:: EXTRAIT DU TEXTE
La Coupe d’Afrique des nations est donc terminée. L’heure des bilans a sonné. La Côte d’ivoire a perdu la finale. La Zambie, pays où le leader de l’opposition a démocratiquement défait le président sortant, a mis en déroute le pays d’Alassane Ouattara où le changement a eu besoin des armes pour s’imposer. La démocratie a donc triomphé sur la guerre. Le dialogue a triomphé sur la violence. La beauté d’une équipe qui gagne s’est alliée à celle d’un pays qui émerge.
Le football est aussi politique, cela il n’est pas besoin de l’enseigner aux Camerounais. Le Tribunal Article 53 s’est ainsi impliqué à fond dans la retransmission des matches de football dans des bars à Douala, au moyen d’un écran géant. La retransmission a eu lieu sous forme itinérante, sous la forme d’une caravane donc, qui allait de bar en bar. Les sessions très courues et voulues par les barmans, ont été diverses à la fin, certains matches évidemment ayant plus d’affluence que d’autres.
Le public grandissait avec les matches, et l’enthousiasme des barmans était tel qu’il aurait fallu rallonger la Coupe d’Afrique pour les satisfaire tous, eux qui voulaient tous recevoir la caravane dans leur cour. De nombreux volontaires ont ainsi été mis en branle, eux qui ont organisé et mis en œuvre la retransmission sans incident véritable, si l’on ne compte pas les coupures d’électricité ou les pluies qui ont des fois perturbé la fête collective.
::::
:: LISTE DES DONNÉES
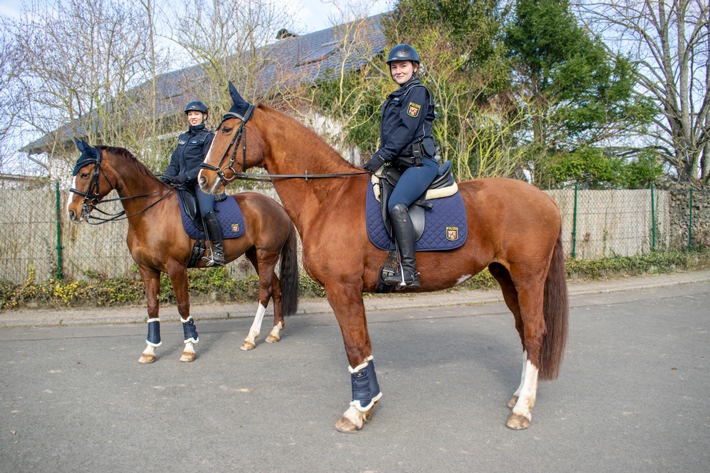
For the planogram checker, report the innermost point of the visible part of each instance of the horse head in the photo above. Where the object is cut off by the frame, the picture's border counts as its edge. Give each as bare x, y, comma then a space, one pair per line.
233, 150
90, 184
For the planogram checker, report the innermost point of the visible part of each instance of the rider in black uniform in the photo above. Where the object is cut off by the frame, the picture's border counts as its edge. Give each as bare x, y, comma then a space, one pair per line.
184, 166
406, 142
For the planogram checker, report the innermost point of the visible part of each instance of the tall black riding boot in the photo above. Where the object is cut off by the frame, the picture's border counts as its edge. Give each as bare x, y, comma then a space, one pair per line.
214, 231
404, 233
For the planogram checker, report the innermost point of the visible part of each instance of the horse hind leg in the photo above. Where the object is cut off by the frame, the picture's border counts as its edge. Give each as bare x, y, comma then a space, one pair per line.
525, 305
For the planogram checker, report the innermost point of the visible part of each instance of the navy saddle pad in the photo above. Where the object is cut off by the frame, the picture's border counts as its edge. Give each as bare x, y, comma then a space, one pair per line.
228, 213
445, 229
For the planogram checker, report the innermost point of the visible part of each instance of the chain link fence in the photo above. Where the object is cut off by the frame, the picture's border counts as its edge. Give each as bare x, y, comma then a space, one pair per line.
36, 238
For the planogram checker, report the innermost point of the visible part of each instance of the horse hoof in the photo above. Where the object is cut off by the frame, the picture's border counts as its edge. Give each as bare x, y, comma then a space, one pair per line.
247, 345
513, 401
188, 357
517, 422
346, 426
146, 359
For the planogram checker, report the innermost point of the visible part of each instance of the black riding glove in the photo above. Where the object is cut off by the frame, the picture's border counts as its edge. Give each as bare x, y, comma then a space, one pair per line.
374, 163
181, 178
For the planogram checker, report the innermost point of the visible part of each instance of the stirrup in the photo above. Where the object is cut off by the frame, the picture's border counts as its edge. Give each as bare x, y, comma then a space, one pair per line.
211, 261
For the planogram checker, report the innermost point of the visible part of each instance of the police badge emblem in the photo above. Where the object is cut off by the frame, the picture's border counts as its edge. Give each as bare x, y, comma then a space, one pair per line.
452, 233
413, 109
::::
:: LISTE DES DONNÉES
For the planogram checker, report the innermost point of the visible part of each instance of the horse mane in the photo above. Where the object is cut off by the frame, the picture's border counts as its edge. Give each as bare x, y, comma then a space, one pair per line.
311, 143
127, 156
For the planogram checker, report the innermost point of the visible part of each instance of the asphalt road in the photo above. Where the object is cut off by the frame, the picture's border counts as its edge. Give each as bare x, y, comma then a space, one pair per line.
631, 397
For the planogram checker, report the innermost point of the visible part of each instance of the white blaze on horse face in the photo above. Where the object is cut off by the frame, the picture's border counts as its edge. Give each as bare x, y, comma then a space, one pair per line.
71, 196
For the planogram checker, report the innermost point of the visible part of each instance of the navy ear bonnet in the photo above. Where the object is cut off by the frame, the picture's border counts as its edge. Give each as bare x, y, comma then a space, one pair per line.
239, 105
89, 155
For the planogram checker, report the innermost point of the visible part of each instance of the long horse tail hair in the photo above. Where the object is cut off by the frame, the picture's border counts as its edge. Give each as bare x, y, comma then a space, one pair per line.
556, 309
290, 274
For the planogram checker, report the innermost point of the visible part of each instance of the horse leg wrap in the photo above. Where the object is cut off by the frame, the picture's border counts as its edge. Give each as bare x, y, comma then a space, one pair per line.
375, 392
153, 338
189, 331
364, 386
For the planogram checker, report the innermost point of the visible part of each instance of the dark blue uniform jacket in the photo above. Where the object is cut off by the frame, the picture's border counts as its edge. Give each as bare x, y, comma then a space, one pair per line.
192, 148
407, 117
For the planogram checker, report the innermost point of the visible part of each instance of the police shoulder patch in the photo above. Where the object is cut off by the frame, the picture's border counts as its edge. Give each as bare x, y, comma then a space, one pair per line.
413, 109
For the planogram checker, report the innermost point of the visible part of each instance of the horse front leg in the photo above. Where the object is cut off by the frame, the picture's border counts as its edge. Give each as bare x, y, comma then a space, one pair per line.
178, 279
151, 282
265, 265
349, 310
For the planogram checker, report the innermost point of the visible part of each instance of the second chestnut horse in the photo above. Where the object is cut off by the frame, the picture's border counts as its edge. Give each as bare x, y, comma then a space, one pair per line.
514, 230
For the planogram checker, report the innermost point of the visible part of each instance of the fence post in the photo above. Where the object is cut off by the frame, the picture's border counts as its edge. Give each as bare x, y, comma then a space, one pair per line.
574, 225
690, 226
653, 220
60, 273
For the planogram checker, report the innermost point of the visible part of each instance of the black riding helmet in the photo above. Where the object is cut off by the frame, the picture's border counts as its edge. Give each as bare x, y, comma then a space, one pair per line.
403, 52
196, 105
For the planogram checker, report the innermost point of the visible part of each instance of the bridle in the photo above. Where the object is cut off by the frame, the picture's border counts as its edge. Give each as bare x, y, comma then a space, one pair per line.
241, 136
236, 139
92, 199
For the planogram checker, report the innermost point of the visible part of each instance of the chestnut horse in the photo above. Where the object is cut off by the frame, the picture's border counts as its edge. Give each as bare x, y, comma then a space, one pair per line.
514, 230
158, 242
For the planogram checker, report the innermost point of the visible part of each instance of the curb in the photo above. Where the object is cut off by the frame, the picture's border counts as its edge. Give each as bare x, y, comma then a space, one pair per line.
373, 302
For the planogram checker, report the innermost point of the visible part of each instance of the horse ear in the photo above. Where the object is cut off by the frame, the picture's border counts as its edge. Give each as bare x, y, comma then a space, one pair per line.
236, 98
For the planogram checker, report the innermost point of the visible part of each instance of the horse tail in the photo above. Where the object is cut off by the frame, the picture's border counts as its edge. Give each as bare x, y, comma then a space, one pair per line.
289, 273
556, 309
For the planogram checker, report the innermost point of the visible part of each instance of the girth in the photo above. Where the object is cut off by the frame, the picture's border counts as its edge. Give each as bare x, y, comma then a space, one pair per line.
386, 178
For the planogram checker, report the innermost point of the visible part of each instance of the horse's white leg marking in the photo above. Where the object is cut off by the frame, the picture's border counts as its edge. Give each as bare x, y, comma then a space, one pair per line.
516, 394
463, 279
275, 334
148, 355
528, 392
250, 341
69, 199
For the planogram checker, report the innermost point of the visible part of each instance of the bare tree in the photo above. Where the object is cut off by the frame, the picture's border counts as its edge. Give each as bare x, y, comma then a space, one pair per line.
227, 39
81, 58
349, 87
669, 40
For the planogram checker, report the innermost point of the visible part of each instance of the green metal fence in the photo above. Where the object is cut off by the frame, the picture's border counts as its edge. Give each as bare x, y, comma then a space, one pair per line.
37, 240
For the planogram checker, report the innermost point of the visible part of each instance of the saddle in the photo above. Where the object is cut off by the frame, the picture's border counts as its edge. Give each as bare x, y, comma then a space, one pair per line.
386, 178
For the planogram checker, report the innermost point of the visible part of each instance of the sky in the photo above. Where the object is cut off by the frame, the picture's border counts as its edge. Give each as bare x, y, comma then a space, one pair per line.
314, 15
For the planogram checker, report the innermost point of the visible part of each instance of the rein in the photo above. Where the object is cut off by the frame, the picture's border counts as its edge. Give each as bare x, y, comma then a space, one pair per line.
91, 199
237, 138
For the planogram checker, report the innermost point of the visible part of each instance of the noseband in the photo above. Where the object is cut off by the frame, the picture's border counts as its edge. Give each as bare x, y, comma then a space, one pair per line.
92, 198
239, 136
::::
:: LISTE DES DONNÉES
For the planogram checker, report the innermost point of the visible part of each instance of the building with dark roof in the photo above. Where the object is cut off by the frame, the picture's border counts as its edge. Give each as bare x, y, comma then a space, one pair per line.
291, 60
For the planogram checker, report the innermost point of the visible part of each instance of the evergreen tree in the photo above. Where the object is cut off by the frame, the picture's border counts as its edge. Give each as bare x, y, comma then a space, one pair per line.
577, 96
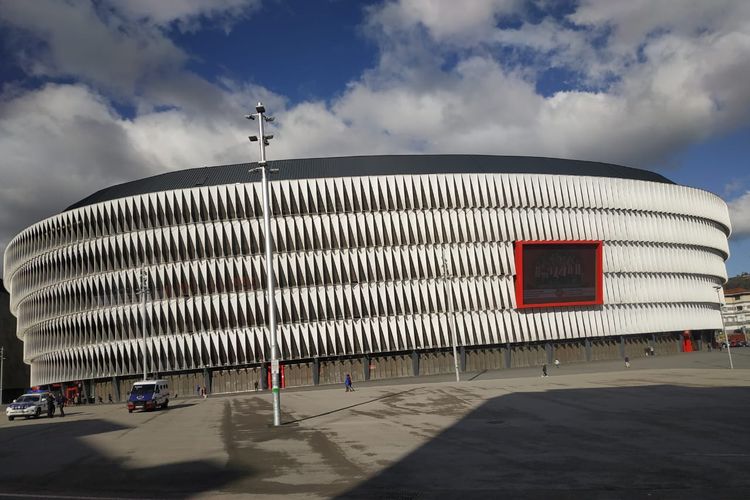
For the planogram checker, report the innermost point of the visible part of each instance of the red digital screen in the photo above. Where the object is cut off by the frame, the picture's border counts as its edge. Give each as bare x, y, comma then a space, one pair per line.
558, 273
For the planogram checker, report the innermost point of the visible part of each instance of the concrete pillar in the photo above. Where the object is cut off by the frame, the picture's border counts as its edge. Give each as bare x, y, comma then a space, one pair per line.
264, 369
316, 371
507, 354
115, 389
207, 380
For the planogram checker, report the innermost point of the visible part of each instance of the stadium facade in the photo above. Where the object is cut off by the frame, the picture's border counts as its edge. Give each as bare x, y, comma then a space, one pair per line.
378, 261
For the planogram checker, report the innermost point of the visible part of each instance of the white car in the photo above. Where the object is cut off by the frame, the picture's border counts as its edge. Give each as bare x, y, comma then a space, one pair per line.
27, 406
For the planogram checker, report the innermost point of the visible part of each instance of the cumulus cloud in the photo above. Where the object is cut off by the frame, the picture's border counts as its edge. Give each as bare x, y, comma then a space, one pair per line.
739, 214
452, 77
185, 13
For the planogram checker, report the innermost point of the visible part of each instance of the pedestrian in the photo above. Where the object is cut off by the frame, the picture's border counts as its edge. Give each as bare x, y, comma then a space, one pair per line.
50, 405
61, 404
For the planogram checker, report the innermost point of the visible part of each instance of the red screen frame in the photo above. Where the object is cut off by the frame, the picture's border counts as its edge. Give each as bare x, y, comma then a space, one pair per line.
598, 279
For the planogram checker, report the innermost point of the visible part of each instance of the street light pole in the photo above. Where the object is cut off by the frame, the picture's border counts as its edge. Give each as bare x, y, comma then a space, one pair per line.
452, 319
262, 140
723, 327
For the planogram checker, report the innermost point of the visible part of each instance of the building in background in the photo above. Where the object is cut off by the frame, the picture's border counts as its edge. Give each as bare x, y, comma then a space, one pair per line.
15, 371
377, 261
::::
■ **OBJECTIF**: Selon l'extrait sur la Coupe d'Afrique des nations, pourquoi peut-on dire que « la démocratie a donc triomphé sur la guerre » ? Répondez en une à trois phrases. Appuyez-vous uniquement sur le texte.

■ **LA RÉPONSE**: Parce que la Zambie, où le leader de l'opposition a démocratiquement battu le président sortant, a mis en déroute la Côte d'Ivoire en finale. Or, en Côte d'Ivoire, le changement a eu besoin des armes pour s'imposer.